→ **OPDRACHT A**: Bewerk de rijen vanaf de regel met "[point] toy display" tot en met het einde van de rijen door "tree trunk" te vervangen door "tree stump" en al het andere ongewijzigd te laten. Geef alleen die rijen terug.

→ **PAGINATEKST**:
**********
De financiële middelen voor de vijf jaar durende uitvoering van het programma werden vastgesteld op 67,25 miljoen euro.

2. DOEL VAN DE AFSLUITENDE EVALUATIE

Artikel 15 van Beschikking nr. 2235/2002/EG bepaalt: “in het afsluitend evaluatieverslag [van Fiscalis 2003–2007] worden de doeltreffendheid en de doelmatigheid van de activiteiten van het programma beoordeeld”, zulks in relatie tot de doelstellingen. De relevantie daarvan is reeds beoordeeld bij de tussentijdse evaluatie, die in 2004–2005 is uitgevoerd.

De afsluitende evaluatie is in november 2007 van start gegaan en in juni 2008 afgerond. De evaluatie bestreek de gehele regeling (2003 tot en met 2007).

De afsluitende evaluatie van Fiscalis 2003–2007 is in opdracht van de Europese Commissie uitgevoerd door Deloitte. Er zijn vier evaluatiecriteria toegepast:

- doeltreffendheid van Fiscalis wat de verwezenlijking van de doelstellingen betreft;

- doelmatigheid, uitgaande van de gebruikte middelen en de verkregen resultaten;

- nut van de resultaten van het programma met betrekking tot de vastgestelde behoeften en de oplossing van problemen;

- duurzaamheid van de resultaten van het programma op de middellange en de lange termijn.
**********
→ **GETOOND MATERIAAL**:
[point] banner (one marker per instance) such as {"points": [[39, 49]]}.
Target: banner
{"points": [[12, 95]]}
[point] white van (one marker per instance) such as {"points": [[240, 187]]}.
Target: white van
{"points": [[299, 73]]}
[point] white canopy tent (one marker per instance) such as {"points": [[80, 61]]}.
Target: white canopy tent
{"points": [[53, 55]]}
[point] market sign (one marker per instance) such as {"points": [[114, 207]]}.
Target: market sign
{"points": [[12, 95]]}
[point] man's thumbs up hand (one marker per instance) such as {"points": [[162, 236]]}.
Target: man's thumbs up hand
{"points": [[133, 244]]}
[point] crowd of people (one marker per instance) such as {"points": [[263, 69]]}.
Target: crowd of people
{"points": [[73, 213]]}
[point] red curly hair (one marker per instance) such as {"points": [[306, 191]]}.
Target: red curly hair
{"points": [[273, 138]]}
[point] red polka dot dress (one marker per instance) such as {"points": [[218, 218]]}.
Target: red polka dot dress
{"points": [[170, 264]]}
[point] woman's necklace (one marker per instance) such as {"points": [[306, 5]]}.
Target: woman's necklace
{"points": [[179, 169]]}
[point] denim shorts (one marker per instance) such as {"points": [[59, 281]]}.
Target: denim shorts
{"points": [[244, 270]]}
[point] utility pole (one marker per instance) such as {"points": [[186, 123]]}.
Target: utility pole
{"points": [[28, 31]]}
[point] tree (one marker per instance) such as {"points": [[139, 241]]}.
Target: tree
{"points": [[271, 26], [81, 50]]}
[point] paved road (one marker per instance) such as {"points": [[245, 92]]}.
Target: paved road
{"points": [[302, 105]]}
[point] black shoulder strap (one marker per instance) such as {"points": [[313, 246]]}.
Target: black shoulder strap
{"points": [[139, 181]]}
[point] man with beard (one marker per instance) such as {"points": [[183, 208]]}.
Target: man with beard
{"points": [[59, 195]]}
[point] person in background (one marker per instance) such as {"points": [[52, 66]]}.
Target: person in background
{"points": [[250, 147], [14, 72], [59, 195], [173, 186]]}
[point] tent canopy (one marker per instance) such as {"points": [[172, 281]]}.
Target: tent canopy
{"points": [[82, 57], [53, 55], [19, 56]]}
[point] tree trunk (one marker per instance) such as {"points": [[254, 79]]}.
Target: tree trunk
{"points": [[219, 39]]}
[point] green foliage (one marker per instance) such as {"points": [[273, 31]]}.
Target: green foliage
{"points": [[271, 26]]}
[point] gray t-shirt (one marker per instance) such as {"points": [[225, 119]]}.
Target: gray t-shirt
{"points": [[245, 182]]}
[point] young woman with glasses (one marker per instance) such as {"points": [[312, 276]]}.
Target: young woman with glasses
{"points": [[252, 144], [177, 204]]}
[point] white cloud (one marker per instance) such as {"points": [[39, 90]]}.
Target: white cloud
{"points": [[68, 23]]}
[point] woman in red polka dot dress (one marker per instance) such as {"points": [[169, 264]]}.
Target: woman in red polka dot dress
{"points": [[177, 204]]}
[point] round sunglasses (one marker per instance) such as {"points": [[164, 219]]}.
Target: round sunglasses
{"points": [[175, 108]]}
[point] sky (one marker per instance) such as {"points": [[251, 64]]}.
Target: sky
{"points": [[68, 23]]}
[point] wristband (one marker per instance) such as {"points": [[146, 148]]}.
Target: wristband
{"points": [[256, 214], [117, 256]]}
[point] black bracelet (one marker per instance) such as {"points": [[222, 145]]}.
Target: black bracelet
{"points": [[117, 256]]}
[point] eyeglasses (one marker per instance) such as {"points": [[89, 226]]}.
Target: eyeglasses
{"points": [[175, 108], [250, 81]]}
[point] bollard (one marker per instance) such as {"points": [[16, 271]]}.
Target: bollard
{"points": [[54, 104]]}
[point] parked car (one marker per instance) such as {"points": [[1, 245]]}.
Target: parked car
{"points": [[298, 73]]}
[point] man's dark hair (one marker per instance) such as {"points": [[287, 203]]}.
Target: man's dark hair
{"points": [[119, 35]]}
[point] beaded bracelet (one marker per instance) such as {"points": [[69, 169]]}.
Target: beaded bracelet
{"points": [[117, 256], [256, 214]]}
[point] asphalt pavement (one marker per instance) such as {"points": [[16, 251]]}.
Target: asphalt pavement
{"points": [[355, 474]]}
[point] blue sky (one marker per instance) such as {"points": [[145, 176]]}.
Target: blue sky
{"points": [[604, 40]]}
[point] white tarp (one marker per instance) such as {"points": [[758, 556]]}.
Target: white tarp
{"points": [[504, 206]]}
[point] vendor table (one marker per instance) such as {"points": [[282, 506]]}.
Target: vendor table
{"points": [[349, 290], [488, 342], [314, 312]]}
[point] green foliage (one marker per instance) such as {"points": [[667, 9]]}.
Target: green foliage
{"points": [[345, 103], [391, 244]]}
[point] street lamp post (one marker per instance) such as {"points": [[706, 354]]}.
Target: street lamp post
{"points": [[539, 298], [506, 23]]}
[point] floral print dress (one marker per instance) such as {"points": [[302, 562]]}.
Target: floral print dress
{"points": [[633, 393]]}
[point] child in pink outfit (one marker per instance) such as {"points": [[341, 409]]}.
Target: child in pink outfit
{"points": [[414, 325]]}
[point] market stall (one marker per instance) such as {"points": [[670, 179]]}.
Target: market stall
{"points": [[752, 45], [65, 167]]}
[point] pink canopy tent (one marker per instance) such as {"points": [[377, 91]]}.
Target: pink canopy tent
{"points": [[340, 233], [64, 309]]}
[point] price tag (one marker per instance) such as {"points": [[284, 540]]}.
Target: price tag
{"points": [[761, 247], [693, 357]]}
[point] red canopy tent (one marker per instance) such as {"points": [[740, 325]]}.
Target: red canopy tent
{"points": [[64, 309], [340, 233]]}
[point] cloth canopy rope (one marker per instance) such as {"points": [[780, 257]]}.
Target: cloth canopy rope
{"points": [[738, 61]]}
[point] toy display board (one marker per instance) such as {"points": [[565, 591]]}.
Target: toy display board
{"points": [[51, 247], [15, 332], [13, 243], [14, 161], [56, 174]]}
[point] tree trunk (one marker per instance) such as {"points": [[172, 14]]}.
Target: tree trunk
**********
→ **OPDRACHT B**: Vertaal de zin "De afsluitende evaluatie is in november 2007 van start gegaan en in juni 2008 afgerond." uit de tekst over de evaluatie van Fiscalis in het Engels.

→ **VOLLEDIG ANTWOORD A**:
[point] toy display board (one marker per instance) such as {"points": [[565, 591]]}.
Target: toy display board
{"points": [[51, 247], [15, 332], [13, 243], [14, 161], [56, 174]]}
[point] tree stump (one marker per instance) such as {"points": [[172, 14]]}.
Target: tree stump

→ **VOLLEDIG ANTWOORD B**: The final evaluation started in November 2007 and was completed in June 2008.